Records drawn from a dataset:
************
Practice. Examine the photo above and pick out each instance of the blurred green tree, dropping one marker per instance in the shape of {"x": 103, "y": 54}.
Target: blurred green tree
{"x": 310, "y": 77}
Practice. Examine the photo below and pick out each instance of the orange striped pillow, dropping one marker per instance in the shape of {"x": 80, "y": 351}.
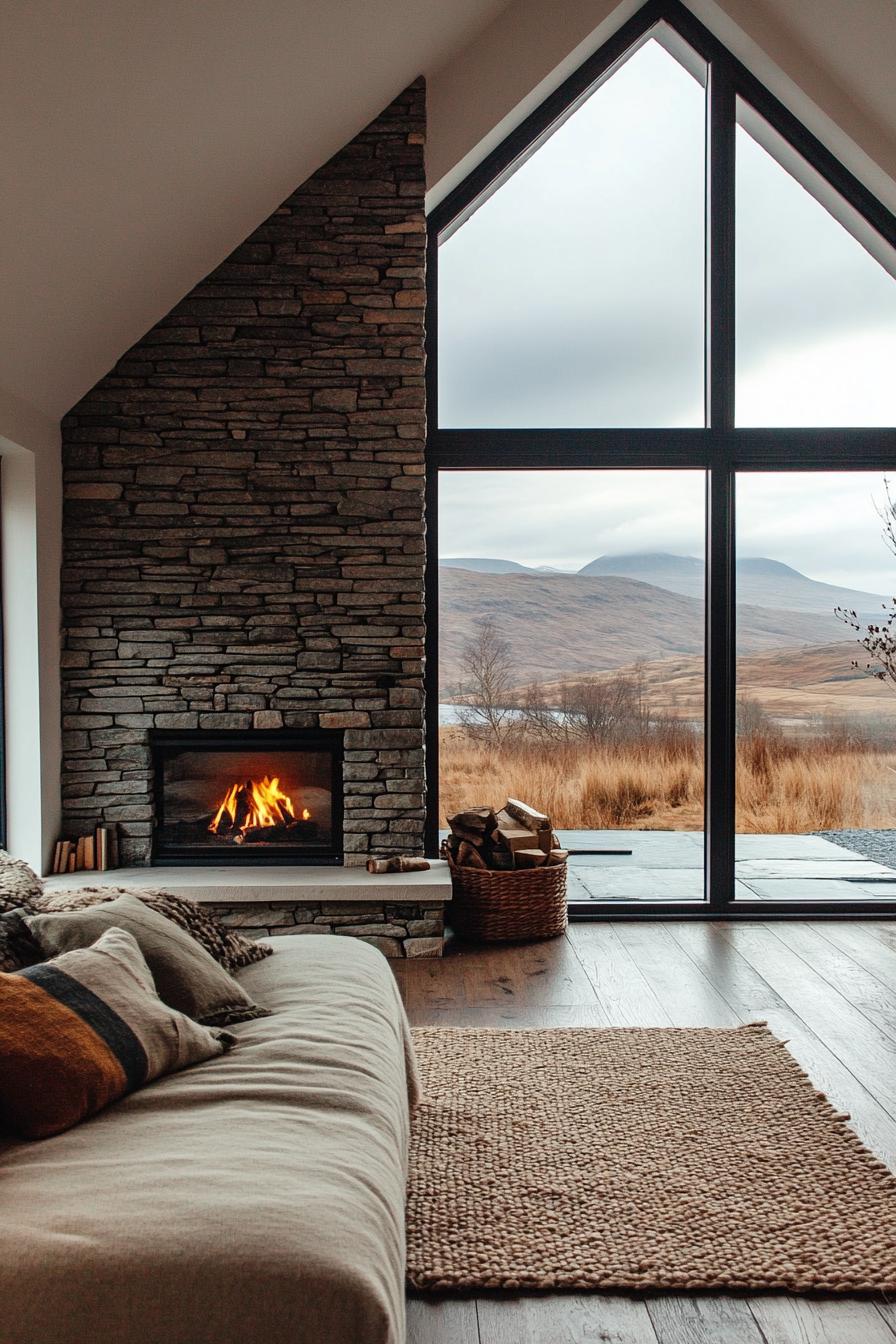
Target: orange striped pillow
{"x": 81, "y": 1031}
************
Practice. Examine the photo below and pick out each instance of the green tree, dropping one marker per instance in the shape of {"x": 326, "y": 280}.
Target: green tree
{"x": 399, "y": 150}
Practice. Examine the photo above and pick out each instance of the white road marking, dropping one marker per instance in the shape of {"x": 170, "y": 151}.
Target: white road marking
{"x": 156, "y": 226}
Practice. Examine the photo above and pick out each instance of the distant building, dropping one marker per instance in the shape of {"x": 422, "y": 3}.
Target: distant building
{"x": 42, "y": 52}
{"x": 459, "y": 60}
************
Instructions for the task: Gather every line from the rows above that contains the string "tree" and copy each one out. Case counts.

Solution for this problem:
Practice. Examine the photo above and pick out each instance of the blurred green tree, dropping one marker per instance in the shape of {"x": 103, "y": 54}.
Target: blurred green tree
Practice. Examine the photo below and pick out each instance of the green tree, dropping one marker per instance in the shape of {"x": 326, "y": 280}.
Target: green tree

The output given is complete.